- **WORK TO COMPLETE**
Scan the records below for the word "before". Copy each line where it appears.

Dataset entries:
**********

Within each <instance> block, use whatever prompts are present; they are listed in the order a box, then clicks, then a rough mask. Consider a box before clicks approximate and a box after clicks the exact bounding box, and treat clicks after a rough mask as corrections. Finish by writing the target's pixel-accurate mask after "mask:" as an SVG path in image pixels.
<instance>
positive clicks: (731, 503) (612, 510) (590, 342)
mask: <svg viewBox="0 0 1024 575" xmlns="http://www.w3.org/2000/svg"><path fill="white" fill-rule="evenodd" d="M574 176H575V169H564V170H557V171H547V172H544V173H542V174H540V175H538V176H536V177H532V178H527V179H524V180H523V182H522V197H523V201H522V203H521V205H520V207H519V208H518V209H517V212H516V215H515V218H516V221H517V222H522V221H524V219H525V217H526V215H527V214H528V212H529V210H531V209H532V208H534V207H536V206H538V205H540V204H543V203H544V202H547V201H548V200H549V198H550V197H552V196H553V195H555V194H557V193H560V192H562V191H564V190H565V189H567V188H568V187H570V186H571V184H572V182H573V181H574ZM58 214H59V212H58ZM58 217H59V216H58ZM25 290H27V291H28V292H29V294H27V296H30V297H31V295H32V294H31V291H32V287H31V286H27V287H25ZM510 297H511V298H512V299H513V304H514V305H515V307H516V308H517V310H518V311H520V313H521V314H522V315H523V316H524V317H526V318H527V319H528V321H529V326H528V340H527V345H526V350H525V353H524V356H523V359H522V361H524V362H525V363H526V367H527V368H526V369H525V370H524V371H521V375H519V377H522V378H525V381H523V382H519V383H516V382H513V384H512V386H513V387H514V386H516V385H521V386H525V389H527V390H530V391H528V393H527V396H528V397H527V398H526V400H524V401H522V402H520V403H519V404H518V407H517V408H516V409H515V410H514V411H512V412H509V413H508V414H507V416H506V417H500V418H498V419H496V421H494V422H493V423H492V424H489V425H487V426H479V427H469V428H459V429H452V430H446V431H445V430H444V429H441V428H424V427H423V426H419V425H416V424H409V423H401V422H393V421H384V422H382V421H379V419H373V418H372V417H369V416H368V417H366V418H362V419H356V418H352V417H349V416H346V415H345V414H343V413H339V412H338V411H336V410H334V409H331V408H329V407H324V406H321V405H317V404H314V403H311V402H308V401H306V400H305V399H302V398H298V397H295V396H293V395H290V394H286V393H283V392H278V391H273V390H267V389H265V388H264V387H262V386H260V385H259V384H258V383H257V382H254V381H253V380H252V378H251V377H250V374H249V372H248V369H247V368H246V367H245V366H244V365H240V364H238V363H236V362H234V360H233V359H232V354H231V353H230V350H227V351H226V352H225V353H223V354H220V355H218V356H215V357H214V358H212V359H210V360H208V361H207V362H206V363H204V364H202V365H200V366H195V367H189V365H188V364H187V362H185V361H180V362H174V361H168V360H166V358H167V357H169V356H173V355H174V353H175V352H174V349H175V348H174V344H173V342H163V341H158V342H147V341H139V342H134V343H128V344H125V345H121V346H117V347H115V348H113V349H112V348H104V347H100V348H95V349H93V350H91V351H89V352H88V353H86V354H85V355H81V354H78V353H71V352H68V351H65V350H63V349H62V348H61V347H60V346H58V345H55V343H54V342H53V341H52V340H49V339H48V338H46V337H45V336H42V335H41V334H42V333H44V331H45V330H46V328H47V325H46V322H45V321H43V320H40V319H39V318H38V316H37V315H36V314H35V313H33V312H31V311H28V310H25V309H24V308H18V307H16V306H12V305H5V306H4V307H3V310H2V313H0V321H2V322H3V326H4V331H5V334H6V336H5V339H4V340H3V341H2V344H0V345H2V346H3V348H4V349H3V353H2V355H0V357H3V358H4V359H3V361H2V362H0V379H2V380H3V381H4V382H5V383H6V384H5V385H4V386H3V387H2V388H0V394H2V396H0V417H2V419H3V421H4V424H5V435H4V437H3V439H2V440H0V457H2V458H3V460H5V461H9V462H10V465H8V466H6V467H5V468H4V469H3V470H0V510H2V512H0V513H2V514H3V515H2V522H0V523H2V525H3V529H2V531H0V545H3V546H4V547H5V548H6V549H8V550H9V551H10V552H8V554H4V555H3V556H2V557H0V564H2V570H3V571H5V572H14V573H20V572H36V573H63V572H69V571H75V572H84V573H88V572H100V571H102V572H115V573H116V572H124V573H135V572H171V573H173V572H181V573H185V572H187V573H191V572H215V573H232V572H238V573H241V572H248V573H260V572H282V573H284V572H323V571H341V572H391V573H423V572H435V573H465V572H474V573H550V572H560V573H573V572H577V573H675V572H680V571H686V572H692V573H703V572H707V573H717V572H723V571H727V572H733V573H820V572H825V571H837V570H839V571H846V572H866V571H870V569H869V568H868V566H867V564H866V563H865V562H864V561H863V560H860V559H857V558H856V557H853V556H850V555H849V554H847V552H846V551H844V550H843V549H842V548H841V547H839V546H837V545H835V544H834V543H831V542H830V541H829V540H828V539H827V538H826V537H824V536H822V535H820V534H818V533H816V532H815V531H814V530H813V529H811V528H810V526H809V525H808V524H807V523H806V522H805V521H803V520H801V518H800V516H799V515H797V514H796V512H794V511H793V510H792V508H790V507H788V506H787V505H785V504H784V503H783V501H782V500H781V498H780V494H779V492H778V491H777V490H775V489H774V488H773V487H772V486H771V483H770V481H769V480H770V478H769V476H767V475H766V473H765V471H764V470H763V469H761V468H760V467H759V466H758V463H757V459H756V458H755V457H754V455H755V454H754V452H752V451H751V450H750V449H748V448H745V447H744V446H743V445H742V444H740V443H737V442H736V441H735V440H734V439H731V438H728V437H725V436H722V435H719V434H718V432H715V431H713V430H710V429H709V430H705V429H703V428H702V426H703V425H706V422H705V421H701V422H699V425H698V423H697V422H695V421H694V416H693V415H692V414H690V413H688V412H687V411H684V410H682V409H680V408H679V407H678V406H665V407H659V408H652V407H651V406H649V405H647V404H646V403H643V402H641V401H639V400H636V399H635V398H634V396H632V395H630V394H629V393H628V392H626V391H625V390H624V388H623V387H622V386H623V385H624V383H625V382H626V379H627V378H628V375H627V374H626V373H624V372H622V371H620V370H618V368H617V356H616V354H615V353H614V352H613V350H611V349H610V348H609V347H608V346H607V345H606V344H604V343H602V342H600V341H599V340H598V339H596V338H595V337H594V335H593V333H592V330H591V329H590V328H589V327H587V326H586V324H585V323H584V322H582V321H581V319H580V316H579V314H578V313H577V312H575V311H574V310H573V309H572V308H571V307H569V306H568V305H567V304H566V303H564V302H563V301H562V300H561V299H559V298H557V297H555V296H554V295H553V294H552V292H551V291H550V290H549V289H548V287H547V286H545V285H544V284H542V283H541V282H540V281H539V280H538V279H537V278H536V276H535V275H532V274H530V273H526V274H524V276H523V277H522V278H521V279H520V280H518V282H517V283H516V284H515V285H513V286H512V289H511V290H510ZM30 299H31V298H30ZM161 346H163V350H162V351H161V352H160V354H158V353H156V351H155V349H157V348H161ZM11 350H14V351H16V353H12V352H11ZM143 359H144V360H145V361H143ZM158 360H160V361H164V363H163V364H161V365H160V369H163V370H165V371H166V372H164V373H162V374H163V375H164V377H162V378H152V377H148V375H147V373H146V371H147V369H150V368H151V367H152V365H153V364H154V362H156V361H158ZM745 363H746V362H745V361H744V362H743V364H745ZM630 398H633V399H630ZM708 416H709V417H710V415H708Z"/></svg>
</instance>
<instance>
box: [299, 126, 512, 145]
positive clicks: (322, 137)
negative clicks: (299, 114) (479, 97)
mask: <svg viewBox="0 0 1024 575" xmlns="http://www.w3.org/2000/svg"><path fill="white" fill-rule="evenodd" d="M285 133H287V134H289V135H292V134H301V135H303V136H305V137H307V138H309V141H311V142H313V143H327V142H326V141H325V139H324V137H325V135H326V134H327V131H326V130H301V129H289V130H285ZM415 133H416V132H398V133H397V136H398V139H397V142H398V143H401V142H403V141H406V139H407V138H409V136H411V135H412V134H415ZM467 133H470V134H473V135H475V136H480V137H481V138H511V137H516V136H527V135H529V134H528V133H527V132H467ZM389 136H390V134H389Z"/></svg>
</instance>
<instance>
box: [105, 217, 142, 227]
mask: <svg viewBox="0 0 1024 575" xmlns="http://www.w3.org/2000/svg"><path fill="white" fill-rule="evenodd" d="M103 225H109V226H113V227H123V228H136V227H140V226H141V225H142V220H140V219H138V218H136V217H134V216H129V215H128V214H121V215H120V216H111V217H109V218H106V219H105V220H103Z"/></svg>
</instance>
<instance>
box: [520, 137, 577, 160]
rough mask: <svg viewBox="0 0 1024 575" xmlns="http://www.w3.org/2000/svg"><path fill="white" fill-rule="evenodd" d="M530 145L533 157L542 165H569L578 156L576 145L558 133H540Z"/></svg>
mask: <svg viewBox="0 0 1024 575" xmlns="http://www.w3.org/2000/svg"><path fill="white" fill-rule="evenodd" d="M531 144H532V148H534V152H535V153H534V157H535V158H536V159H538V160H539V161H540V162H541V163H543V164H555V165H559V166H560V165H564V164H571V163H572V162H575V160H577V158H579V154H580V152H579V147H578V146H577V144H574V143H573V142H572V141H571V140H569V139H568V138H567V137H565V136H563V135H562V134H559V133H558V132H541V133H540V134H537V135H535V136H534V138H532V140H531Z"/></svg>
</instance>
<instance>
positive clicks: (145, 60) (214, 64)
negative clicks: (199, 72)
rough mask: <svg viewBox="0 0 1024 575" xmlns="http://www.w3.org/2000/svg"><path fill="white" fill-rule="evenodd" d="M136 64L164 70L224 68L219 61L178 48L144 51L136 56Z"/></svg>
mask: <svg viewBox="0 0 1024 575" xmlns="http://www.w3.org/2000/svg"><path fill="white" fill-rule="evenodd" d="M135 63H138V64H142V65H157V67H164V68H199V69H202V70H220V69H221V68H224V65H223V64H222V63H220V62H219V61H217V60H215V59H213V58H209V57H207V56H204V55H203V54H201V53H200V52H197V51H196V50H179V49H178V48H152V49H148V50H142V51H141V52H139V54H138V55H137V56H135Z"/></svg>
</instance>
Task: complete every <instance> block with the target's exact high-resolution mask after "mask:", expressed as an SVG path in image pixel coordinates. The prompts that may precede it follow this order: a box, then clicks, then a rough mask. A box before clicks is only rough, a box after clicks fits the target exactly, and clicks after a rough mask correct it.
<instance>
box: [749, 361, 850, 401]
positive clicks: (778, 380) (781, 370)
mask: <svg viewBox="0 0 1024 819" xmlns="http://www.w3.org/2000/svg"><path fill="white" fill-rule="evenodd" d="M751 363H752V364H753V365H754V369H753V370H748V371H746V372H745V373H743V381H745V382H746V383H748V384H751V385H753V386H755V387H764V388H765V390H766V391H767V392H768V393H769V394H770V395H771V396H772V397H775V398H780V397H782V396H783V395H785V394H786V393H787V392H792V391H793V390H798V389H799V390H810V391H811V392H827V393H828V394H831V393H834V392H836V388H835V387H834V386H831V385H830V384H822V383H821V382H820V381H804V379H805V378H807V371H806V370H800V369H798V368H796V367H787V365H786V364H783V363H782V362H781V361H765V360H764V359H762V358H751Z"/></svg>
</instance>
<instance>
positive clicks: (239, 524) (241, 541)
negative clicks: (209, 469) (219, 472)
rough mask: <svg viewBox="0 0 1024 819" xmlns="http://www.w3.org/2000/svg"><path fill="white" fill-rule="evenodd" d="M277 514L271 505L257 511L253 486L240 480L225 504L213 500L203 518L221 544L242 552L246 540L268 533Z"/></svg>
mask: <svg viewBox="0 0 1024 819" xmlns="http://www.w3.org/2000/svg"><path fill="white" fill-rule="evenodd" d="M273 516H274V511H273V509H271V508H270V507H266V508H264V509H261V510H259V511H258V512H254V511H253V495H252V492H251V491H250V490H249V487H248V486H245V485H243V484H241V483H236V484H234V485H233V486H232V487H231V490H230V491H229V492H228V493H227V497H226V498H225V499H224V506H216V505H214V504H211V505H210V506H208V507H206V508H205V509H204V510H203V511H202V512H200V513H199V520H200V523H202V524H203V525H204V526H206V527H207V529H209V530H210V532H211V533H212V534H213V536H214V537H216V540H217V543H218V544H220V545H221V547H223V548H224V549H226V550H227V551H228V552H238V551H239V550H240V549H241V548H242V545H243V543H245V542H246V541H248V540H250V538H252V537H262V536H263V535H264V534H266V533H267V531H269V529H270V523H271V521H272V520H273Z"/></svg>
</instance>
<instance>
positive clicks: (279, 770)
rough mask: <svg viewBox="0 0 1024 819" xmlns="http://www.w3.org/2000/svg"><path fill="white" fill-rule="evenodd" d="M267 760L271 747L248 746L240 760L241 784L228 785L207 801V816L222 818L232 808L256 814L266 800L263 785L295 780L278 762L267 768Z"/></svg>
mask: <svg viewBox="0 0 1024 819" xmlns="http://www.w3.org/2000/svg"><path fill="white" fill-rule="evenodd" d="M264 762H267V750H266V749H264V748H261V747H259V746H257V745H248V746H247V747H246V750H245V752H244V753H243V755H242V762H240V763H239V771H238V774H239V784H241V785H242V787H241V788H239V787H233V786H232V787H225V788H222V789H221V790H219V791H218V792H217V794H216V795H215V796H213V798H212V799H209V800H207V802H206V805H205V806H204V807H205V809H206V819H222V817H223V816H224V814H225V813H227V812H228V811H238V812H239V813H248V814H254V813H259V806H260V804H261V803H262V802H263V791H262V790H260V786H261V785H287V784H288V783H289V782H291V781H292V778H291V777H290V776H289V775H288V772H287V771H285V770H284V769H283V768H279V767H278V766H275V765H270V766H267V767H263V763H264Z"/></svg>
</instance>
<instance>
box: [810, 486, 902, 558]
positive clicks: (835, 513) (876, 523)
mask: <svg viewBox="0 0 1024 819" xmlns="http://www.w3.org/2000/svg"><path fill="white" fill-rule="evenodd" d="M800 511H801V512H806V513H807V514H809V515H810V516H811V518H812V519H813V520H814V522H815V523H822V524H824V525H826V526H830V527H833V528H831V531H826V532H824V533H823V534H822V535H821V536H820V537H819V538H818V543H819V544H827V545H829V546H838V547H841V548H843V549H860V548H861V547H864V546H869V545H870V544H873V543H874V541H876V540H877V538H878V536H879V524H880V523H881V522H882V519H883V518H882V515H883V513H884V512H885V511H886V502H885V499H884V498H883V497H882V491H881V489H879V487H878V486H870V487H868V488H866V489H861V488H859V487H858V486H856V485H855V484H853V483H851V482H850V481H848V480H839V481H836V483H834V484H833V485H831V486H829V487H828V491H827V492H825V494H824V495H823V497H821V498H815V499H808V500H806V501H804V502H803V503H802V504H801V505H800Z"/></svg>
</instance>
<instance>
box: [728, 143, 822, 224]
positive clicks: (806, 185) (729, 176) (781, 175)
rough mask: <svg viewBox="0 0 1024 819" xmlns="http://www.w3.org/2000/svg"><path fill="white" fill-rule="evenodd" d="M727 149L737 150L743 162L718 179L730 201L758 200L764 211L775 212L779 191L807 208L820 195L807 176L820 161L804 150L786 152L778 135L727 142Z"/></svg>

**********

- **EXPECTED OUTPUT**
Within each <instance> block, use whatever prompts are present; they are listed in the order a box, then clicks, then a rough mask. Consider a box before clicks approximate and a box after clicks the exact bounding box, and treat clicks after a rough mask as corrections. Finish by writing the target's pixel-accurate mask after "mask:" as an SVG path in image pixels.
Task: complete every <instance> block with the target's exact high-resolution mask after "mask:", expressed as an SVG path in image pixel coordinates. The prompts that may precede it follow this order: a box, then clicks, then a rough mask. A box before clicks is only rough, a box after clicks fits the target exactly, and clicks after a rough mask correct it.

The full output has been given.